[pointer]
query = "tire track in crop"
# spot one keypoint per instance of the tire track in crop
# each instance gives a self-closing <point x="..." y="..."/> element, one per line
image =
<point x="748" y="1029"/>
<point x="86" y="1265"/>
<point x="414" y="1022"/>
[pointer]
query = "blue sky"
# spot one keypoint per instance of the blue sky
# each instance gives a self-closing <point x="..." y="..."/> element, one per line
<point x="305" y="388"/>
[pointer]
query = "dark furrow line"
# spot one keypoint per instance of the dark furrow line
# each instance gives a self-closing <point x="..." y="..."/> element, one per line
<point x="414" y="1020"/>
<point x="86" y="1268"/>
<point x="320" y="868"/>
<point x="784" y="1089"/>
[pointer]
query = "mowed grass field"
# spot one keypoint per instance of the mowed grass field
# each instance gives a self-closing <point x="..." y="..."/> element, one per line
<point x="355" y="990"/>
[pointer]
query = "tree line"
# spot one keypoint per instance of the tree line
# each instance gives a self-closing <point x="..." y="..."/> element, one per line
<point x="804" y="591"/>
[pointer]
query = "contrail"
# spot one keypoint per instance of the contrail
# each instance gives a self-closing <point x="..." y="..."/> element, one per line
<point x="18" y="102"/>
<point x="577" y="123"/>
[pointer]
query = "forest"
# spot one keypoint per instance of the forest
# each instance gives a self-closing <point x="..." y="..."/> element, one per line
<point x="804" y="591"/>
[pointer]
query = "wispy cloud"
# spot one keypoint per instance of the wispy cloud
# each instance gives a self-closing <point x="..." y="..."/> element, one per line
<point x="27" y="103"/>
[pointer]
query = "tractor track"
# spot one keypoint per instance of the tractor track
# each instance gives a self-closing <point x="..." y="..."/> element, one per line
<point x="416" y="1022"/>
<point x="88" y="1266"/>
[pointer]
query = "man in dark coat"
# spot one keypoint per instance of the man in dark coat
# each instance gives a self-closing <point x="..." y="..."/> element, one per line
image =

====

**EXERCISE BRIEF**
Each line in the records that carries "tractor" must be copied out.

**YOUR SOLUTION**
query = "tractor track"
# spot one keypoint per instance of the tractor track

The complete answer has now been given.